The exercise =>
Exactly repeat the line that contains "Exercise. Locate the fire", then every line after it up to and including the final line.

Exercise material =>
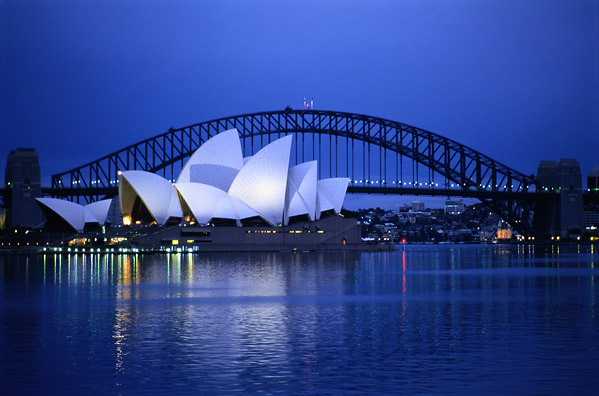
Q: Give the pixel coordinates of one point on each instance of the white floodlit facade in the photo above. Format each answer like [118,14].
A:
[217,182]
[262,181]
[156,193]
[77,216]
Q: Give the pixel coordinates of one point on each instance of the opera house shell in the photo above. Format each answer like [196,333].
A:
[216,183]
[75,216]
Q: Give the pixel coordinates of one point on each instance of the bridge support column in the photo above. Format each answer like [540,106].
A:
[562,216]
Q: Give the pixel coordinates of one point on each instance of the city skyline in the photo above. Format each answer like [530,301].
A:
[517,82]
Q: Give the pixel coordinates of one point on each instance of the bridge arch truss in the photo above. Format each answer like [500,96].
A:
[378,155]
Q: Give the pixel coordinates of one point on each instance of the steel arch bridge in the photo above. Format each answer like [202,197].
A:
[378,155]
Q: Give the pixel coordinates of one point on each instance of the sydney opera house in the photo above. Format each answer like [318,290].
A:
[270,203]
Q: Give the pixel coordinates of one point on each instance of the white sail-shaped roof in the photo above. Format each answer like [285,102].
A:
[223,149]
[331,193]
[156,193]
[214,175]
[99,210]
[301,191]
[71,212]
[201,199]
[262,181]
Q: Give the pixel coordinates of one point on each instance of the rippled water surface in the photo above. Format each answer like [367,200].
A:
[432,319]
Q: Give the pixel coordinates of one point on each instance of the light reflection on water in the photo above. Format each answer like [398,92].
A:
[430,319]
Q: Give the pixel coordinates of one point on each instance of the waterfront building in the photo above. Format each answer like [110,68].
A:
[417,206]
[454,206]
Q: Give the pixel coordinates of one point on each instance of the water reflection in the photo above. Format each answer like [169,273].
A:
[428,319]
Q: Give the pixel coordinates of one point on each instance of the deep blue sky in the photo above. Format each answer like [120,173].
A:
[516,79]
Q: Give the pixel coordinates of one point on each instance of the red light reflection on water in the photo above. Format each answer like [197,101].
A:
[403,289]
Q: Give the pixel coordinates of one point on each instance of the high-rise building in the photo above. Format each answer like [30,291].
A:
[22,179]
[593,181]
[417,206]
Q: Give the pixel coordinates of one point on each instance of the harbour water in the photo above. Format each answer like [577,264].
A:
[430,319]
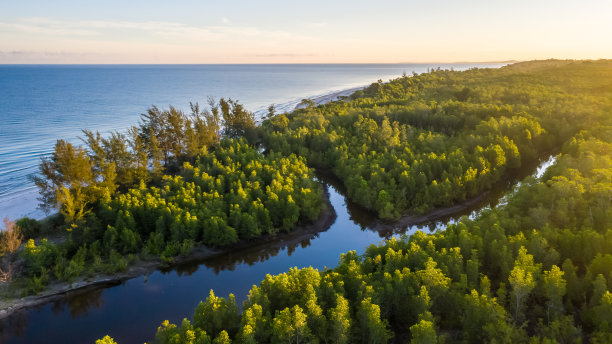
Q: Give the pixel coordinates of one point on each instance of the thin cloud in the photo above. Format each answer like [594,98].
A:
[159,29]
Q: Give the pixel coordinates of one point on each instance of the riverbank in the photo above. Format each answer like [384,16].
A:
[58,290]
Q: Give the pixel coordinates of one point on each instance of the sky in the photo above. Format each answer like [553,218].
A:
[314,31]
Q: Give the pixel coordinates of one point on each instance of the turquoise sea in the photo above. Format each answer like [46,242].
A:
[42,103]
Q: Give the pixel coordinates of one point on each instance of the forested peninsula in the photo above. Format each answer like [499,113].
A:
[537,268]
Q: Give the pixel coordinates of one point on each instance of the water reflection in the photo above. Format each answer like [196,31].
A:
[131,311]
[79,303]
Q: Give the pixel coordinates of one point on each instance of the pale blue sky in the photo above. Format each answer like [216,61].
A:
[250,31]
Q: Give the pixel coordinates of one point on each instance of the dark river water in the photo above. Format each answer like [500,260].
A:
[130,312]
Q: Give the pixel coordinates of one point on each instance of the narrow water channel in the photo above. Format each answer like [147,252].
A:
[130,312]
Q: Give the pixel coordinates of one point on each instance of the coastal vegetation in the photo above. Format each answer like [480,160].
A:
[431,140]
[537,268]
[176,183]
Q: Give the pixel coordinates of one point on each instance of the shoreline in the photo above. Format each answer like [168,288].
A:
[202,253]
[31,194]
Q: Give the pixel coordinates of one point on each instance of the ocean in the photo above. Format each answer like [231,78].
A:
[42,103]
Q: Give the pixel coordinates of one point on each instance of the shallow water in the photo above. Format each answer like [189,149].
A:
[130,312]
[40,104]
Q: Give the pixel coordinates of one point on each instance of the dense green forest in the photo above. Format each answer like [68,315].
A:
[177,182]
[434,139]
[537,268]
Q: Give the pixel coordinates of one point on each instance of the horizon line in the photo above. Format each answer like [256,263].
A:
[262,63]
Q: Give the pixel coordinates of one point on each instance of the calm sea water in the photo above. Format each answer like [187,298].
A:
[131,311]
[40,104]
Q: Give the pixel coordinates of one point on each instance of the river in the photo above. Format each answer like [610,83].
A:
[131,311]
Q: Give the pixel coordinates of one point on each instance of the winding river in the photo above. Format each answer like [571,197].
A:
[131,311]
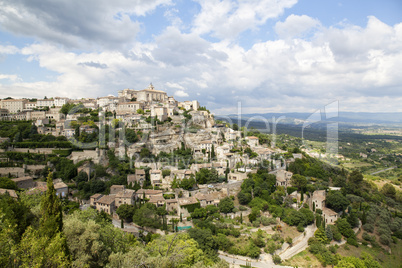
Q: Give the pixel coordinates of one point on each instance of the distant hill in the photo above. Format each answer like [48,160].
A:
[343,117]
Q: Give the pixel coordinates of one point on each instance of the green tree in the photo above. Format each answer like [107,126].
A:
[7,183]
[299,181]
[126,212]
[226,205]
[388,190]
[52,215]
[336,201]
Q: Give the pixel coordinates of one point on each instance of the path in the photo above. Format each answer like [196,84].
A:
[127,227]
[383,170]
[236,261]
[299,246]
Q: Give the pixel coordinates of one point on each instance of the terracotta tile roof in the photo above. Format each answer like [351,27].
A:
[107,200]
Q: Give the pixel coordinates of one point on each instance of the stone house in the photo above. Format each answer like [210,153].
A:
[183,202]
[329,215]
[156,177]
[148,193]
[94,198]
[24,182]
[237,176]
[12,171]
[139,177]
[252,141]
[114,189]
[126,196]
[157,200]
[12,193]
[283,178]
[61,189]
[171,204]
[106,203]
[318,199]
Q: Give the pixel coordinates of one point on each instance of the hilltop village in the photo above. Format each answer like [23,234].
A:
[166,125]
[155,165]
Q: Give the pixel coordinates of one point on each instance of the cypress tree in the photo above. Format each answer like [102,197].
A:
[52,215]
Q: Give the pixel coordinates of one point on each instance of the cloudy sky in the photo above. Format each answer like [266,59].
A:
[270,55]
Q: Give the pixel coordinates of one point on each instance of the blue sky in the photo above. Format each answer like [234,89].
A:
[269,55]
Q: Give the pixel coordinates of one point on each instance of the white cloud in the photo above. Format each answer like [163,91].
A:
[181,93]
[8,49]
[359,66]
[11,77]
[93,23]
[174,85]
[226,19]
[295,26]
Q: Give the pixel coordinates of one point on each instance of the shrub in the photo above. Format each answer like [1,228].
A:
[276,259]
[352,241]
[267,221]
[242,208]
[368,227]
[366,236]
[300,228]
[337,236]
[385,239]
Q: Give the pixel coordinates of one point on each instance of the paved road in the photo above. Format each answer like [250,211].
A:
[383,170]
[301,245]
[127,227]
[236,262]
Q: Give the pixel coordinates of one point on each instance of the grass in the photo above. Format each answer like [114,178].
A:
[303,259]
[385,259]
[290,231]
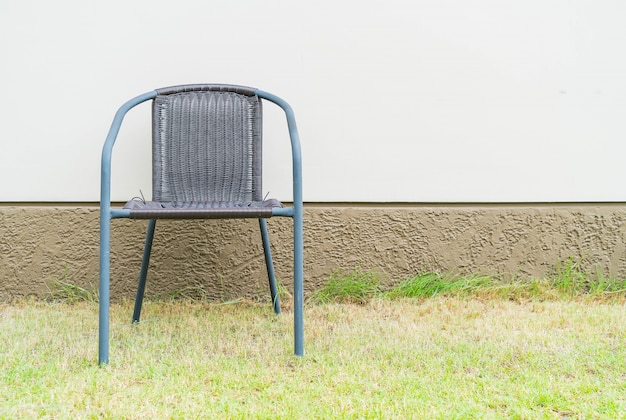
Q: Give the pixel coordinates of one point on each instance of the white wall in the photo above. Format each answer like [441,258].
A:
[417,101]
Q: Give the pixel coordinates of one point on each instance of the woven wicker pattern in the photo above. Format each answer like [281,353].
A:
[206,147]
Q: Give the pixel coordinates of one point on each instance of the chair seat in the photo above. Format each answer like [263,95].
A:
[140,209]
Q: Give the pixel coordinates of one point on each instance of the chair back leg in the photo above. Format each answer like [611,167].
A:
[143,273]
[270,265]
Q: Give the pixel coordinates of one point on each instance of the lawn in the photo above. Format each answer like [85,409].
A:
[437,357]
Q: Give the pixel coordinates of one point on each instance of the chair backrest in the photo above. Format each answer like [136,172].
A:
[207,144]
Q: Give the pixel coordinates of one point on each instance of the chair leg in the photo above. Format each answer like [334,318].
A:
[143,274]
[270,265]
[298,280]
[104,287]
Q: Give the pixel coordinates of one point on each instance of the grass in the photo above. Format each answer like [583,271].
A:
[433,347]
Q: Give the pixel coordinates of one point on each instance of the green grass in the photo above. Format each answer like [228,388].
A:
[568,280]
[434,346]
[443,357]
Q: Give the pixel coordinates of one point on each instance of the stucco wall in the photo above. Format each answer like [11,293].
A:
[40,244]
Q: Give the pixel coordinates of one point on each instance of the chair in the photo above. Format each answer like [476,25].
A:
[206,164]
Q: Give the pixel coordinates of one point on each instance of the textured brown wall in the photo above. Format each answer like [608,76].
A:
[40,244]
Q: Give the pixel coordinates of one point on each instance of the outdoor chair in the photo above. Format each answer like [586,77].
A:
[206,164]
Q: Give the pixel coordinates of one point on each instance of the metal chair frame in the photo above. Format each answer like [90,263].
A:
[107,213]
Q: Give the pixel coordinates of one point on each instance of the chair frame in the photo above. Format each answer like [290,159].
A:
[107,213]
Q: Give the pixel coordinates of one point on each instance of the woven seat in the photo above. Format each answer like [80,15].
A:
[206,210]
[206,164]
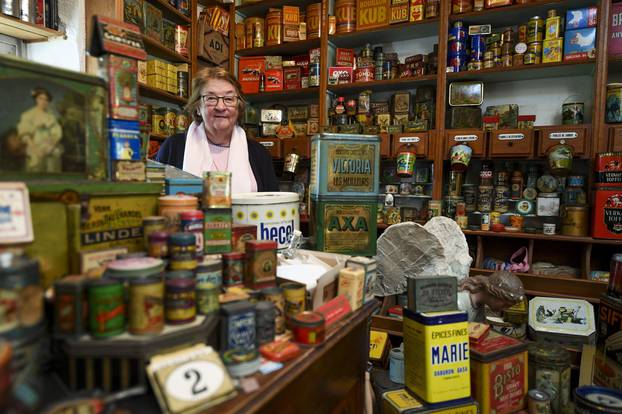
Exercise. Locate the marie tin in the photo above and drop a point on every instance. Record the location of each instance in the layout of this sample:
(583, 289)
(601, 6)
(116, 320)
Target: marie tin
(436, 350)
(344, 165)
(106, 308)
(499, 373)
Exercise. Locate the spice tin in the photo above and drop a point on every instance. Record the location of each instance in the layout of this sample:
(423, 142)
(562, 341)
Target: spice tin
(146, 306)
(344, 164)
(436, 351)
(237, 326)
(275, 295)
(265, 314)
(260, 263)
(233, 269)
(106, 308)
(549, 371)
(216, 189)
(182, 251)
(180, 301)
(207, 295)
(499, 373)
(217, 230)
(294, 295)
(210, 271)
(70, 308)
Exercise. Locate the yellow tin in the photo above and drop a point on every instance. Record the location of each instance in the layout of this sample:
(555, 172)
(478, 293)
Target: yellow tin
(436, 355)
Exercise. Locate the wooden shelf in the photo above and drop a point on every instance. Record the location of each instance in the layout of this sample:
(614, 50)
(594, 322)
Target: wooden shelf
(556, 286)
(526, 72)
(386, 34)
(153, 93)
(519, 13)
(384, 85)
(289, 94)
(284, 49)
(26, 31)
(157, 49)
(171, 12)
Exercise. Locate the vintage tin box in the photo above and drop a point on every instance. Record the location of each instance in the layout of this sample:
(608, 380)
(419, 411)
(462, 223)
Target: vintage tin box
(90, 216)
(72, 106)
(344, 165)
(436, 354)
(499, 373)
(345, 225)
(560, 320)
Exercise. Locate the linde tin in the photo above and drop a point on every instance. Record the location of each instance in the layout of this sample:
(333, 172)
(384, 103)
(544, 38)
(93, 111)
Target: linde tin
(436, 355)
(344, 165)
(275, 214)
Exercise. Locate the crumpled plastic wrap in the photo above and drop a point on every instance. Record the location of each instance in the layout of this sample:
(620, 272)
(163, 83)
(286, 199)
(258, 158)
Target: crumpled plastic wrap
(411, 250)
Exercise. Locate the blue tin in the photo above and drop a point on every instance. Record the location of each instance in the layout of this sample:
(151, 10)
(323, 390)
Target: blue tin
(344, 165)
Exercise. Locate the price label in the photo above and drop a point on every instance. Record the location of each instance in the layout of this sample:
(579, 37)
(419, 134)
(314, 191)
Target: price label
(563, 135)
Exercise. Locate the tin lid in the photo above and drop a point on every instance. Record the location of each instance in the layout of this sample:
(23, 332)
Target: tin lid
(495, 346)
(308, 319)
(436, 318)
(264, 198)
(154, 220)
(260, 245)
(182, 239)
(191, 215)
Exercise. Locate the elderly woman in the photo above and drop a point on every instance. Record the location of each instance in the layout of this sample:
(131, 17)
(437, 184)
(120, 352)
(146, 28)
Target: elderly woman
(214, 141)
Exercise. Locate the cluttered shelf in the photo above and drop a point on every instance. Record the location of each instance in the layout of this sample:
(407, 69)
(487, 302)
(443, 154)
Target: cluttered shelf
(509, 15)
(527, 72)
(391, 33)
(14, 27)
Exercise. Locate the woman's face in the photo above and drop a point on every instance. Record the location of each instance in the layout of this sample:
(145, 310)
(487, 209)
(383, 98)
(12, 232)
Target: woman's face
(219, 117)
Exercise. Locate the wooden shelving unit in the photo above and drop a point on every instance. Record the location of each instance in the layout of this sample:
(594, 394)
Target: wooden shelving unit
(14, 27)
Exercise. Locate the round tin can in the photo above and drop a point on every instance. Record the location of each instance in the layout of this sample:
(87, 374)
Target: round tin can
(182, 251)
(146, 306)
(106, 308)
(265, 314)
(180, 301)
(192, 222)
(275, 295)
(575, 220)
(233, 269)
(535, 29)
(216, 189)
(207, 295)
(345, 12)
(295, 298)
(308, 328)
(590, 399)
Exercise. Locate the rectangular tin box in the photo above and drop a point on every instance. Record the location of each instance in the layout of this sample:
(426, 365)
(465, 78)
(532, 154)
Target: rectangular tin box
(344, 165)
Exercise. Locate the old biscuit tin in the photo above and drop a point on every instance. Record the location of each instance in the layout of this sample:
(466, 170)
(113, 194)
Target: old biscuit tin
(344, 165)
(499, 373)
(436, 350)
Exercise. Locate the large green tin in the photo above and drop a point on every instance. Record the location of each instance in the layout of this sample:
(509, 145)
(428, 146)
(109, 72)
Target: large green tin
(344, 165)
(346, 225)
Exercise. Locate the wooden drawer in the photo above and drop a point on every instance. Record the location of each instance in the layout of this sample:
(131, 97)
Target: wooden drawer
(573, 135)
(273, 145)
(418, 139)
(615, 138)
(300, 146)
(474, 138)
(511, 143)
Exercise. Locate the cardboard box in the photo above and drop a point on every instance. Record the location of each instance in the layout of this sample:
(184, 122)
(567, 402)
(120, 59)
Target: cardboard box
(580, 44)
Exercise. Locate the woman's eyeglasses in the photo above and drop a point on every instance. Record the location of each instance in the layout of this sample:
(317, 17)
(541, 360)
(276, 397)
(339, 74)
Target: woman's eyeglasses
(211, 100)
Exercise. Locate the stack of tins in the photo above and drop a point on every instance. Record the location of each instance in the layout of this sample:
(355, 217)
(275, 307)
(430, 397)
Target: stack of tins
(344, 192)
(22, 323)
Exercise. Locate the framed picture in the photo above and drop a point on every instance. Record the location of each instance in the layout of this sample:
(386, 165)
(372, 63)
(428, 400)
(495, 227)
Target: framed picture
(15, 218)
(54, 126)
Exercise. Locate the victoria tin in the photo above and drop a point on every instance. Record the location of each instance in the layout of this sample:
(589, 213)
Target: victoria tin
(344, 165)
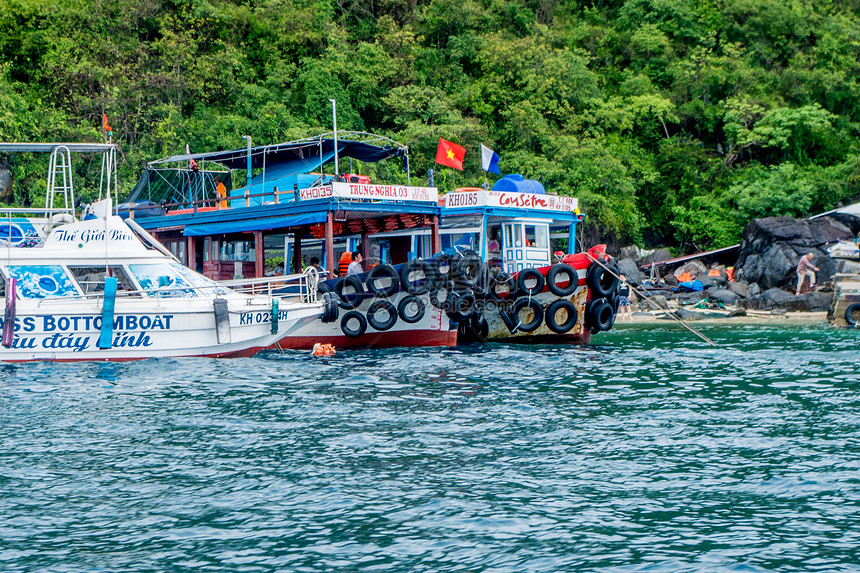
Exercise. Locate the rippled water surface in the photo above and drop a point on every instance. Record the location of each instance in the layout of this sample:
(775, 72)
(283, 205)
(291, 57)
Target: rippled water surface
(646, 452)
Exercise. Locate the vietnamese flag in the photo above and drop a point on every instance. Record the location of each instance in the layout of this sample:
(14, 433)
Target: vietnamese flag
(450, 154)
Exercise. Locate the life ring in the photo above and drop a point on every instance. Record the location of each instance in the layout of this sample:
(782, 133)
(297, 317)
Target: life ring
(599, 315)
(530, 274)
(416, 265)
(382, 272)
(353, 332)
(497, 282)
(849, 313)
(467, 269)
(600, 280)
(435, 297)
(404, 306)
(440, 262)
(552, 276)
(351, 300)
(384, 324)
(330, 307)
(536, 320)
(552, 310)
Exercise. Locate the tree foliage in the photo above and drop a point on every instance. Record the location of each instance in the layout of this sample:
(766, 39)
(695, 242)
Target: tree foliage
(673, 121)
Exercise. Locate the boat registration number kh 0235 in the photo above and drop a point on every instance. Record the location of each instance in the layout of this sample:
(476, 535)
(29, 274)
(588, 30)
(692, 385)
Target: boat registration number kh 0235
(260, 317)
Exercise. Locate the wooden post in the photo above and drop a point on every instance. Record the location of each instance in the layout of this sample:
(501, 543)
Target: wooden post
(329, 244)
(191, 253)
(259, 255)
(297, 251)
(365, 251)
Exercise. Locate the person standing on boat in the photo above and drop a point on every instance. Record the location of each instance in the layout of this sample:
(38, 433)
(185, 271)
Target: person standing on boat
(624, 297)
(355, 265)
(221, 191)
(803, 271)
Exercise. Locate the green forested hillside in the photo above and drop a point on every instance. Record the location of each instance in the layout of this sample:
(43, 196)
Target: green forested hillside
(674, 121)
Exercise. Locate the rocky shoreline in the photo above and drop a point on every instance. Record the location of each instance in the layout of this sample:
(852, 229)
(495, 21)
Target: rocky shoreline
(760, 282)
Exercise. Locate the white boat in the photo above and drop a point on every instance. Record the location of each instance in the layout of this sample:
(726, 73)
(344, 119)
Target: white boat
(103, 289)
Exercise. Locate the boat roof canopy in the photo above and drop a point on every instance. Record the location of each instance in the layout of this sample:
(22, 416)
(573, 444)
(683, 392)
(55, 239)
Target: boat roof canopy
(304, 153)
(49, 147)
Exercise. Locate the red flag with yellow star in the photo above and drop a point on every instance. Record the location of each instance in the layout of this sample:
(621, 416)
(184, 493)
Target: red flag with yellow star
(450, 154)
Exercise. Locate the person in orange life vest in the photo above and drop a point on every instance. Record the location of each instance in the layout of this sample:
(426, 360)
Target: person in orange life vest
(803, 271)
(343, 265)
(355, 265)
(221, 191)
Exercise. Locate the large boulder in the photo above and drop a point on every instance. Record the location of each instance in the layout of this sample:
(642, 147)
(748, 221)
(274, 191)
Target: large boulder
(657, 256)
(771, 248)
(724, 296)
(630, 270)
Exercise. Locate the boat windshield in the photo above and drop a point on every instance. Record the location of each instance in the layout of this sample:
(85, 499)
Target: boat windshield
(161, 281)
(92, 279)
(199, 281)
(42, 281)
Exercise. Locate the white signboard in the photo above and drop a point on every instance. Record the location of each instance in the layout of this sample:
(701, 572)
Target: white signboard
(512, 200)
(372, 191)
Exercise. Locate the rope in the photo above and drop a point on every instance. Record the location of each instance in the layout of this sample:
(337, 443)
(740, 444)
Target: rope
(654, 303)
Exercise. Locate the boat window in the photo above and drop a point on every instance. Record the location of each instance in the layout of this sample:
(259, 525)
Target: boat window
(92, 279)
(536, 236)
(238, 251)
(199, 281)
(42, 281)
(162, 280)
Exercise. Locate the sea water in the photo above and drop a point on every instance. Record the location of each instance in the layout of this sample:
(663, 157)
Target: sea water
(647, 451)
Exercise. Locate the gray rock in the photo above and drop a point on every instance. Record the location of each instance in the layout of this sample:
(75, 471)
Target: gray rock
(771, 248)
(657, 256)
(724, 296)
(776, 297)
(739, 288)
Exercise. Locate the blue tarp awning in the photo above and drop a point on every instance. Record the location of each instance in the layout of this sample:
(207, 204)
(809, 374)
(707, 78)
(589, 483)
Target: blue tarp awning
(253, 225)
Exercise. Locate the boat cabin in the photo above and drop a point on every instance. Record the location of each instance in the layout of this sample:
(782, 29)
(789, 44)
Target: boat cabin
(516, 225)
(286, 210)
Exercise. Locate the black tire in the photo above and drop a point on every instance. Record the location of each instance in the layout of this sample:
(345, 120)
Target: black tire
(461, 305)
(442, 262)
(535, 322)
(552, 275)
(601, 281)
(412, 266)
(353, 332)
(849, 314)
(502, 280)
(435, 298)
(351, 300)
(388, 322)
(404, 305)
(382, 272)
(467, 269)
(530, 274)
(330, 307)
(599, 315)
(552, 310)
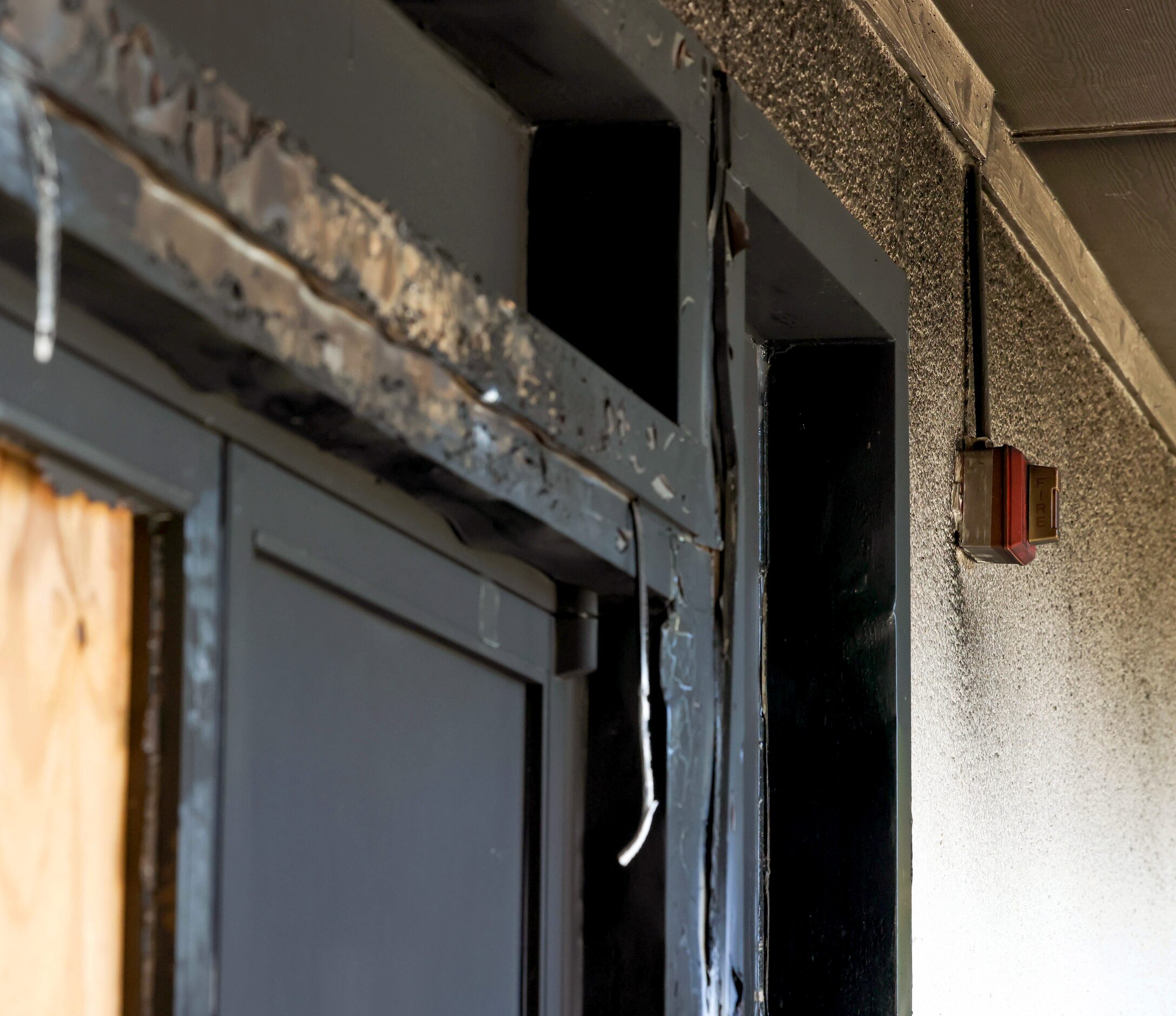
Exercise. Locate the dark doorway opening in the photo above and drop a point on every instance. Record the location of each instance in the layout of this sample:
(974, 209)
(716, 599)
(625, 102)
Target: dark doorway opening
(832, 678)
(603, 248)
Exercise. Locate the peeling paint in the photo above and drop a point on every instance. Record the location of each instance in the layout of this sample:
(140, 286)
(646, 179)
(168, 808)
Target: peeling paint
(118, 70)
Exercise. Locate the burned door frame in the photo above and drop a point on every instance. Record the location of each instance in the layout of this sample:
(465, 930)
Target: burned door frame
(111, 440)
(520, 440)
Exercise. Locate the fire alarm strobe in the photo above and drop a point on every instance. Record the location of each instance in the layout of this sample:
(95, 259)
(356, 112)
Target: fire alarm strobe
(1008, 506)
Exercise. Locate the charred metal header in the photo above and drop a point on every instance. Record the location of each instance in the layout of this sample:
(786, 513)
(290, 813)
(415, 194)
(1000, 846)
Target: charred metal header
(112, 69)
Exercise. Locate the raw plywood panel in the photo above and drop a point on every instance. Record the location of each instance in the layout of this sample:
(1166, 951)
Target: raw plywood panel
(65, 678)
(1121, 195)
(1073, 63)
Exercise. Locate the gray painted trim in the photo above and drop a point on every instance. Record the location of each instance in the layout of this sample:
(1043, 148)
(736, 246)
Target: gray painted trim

Result of this exercise =>
Exercise. Locate the fire alarm strobe in the photo above and drop a point on every instance. Record the location of each instance in the layout of this sample:
(95, 259)
(356, 112)
Target: fire alarm strobe
(1008, 506)
Exercise. Locate the charred metal header in the photo above and drop a point on every instance. Record the location of each instance in the layout of this sample:
(786, 513)
(290, 813)
(415, 194)
(1000, 846)
Target: charred metal header
(112, 69)
Exercise. Locate the raw plywood panel in the photo above and drop a point on every instance. Record the location of each instance in the layout of this sample:
(1166, 951)
Target: raw plywood panel
(65, 678)
(1121, 195)
(1073, 63)
Exercise. Locate the gray painted trim in the photo above and drop a point on every instance. Record the location of each instance in the layout of this sample:
(1043, 148)
(736, 246)
Target: gray painted trim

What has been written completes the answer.